#### [Required action]
Output every entry below exactly as it is written.

(Beginning of Records for processing)

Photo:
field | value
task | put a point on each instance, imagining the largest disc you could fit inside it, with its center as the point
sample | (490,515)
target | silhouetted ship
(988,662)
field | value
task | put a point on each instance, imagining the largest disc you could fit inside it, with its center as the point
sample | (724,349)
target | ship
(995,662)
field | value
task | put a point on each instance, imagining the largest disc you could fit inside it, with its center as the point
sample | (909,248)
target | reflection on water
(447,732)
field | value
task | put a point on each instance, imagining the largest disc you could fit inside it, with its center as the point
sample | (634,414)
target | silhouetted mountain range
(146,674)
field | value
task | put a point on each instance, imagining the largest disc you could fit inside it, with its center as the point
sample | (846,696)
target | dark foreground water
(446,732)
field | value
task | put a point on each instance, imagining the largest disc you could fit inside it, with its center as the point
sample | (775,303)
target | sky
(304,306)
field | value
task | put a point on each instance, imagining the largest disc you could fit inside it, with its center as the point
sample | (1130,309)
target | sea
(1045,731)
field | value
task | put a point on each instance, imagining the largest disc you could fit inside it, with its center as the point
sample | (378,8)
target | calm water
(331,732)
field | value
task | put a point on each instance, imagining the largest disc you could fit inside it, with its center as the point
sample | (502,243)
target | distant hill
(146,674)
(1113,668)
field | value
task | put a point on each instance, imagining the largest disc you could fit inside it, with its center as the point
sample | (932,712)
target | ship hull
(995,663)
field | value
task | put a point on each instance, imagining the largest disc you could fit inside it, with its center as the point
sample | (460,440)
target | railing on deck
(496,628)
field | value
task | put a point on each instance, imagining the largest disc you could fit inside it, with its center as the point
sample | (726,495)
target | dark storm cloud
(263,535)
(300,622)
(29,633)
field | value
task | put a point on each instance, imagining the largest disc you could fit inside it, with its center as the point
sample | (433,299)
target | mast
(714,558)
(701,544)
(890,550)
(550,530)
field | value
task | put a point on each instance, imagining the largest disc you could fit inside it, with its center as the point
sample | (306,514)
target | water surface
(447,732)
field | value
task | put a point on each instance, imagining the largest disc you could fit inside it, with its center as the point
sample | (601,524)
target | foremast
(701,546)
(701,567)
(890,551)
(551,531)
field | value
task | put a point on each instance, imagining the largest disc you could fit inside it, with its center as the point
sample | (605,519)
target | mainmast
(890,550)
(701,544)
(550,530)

(End of Records for processing)

#### [Response]
Photo:
field | value
task | put a point on each instance, imagining the largest disc you could fit inside it, with its center as the point
sample | (490,515)
target | silhouetted ship
(988,662)
field | value
task | put a point on each instance, imagining the largest disc you could fit inside it, with its center as the point
sample | (724,349)
target | ship
(995,662)
field | value
task | put a point on each instance, imagining the largest disc you could fit inside it, with its center as the point
sample | (909,248)
target | reflection on water
(447,732)
field | value
task | put a point on each instance, imagining the largest disc you could fit inside it, with its center as the point
sample | (634,414)
target | silhouetted mountain range
(146,674)
field | value
task | put a point on each instance, imagining the largest disc you could fit inside it, with its center as the point
sample | (846,696)
target | dark foreground water
(446,732)
field | value
task | put a point on each instance, imagining the largest disc you could fit inside it, with its center as the point
sample | (775,303)
target | sky
(304,306)
field | value
task | put a point on each instance, imagining the largest disc you could fit inside it, with its center as the point
sample | (1130,309)
target | sea
(1045,731)
field | value
task | put a point on each instance, imagining the largest disc you could fit inside it, with its center as the point
sample | (378,8)
target | calm water
(331,732)
field | value
task | put a point on each instance, imagining the largest disc you could fit inside it, with its center as the point
sample | (502,243)
target | distant hill
(146,674)
(1113,668)
field | value
task | put a point on each instance, imagining the largest disc you could fit inside it, with its center as the point
sample | (932,712)
target | ship hull
(995,663)
field | value
task | put a point on each instance, imagining the largest disc you could fit inside it, with its center as the point
sample | (460,440)
target | railing on deck
(496,628)
field | value
task | put a point on each instance, imagining the largest disc you could fit inside it, with its center as the point
sample | (726,495)
target | dark storm cloud
(263,535)
(300,622)
(29,633)
field | value
task | put a point on each instance, imagining the largest disc you could fit inside it, with its center as the point
sample | (433,299)
target | mast
(714,558)
(701,544)
(890,550)
(550,530)
field | value
task | put a point on each instance, imagining the largest disc you could fit inside it, with its center as the point
sample | (306,514)
target | water surface
(447,732)
field | value
task | put a point on each instance, imagining the largest disc you could fit inside it, with its center as the point
sample | (601,524)
target | foremast
(701,546)
(701,567)
(890,551)
(551,531)
field | value
task | put a point on each instance, imagining the largest disc you could fit inside it, with its center as the point
sample | (605,519)
target | mainmast
(890,550)
(701,544)
(550,530)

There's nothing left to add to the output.